• [Written task]: Extend the passage on designing digital experiences for people with disabilities, starting right after its final sentence.

• [Document passage]:

== == ==

But the problem goes back even before the push to stay at home. The truth is that many of society’s core functions have moved online and our digital infrastructure now rivals that of the physical world. Everything from banking to booking travel to learning new skills has moved online — virtually every industry has been transformed to make it easy for us to interact with them digitally through an app or website. The issue is many of these digital experiences aren’t accounting for the 15 to 20% of the population who live with some form of disability.

In 2020, WebAIM analyzed one million homepages for accessibility issues and found that 98% had at least one compliance failure, and there was an average of almost 61 errors per homepage. The problem isn’t that designers and engineers don’t care about accessibility (I can attest from my experience with customers that they do care), it’s that if accessibility isn’t considered at the beginning of the software development lifecycle, it often falls by the wayside.

This is because once accessibility issues are in the app or website, they are often very difficult, time-consuming and expensive to fix. That’s why it is imperative that accessibility for all is considered at the very outset of a digital experience.

Related Article: We Need to Build Accessibility Into Our Digital Workplaces

Inclusion Starts at Ideation

A change of mindset is required in order to build accessible experiences. Inclusive design and user experience as a whole must shift left in the software development lifecycle. Designers need to apply accessibility design principles to their initial designs and free tools, assessments and plug-ins can help companies get a head start on identifying accessibility issues, but inclusive design studies are the best way to ensure that everyone’s experience is intuitive before a product goes live.

Inclusive design studies use both UX researchers and people with disabilities to help companies understand the overall usability of their products, and how they will be used by those with conditions that range from vision, hearing and cognitive impairments, to those with motor disabilities. Led by the UX researcher, the study participants go through a digital experience and rate the ease of use for all aspects of the experience, highlighting areas that were difficult, or even impossible, to complete for a person with a disability using a certain type of assistive technology. Based on the user feedback gathered in the study, the UX researcher can make recommendations in order to provide an accessible experience.

== == ==

• [Extracted information]:
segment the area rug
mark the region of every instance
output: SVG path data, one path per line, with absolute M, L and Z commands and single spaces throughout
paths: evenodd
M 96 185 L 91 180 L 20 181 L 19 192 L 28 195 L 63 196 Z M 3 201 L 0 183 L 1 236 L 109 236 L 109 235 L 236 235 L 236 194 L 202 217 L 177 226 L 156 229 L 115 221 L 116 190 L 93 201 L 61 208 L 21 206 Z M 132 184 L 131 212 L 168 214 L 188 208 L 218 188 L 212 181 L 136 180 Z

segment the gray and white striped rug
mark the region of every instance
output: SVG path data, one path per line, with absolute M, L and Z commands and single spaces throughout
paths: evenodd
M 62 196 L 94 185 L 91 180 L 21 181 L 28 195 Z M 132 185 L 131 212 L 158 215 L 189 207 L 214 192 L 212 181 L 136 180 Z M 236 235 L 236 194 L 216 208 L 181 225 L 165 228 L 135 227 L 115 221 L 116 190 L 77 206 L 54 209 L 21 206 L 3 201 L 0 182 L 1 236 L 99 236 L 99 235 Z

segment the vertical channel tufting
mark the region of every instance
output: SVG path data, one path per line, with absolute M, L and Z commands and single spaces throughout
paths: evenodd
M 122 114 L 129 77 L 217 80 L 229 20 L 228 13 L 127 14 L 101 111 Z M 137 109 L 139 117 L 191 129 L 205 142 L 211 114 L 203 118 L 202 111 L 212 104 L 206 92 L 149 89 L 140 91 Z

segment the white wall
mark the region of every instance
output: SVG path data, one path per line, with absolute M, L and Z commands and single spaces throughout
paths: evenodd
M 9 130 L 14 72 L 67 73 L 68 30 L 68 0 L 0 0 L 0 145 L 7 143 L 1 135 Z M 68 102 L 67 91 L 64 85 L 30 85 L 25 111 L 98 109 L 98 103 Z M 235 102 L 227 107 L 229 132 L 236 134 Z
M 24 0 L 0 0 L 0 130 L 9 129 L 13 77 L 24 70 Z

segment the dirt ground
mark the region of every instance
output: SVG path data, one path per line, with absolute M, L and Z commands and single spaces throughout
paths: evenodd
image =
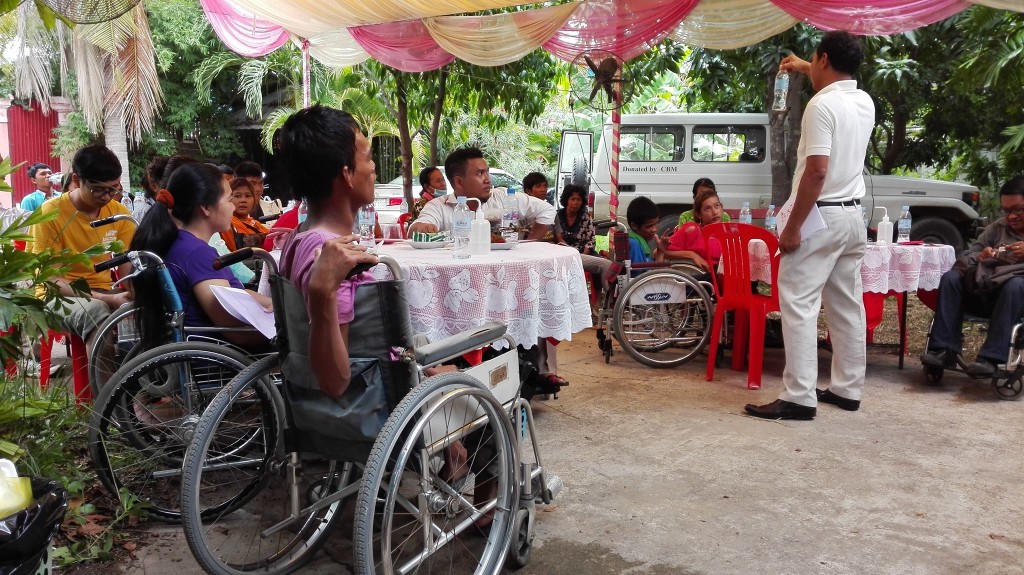
M 911 302 L 906 369 L 887 319 L 876 341 L 888 345 L 869 347 L 861 409 L 822 405 L 813 422 L 742 413 L 777 396 L 781 349 L 766 351 L 764 387 L 750 391 L 727 367 L 707 382 L 703 357 L 657 370 L 616 353 L 606 365 L 592 330 L 563 343 L 571 385 L 536 401 L 535 414 L 544 463 L 565 488 L 539 507 L 520 573 L 1024 572 L 1024 403 L 956 373 L 925 385 L 922 310 Z M 821 351 L 820 387 L 828 360 Z M 142 539 L 134 560 L 102 572 L 198 572 L 177 528 L 154 524 Z M 348 539 L 345 527 L 301 572 L 349 572 Z

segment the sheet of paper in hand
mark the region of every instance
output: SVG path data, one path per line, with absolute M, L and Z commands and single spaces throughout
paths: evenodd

== == ==

• [Answer to this exercise]:
This type of real-world feedback offers insight that, otherwise, would likely not be caught until it’s too late … and brands find themselves spending massive amounts of time, resources and money either fixing problems that could have been identified early on, or defending themselves in legal battles because their experiences don’t meet accessibility guidelines. By shifting accessibility left in the process, teams can reduce risk, costs and development time. More importantly, they can ensure their user experience is intuitive and enjoyable for everyone. And it’s important to remember that inclusive design is for everybody, not just people with disabilities.

Related Article: Web Accessibility Serves Everyone: Here's How to Get Started

Don’t Wait Until Next Global Accessibility Awareness Day to Shift Left

The importance of usability and accessibility cannot be understated. Especially now, when there are so many eyes and such a reliance on digital properties to complete daily activities. Global Accessibility Awareness Day is a reminder that 15 to 20% of the world’s population — or around one billion people worldwide — have some form of disability, and all websites and apps should provide inclusive experiences for them and for everyone. That all starts at the beginning, by shifting accessibility testing left in the development process and gathering real feedback from real people with disabilities through inclusive design studies.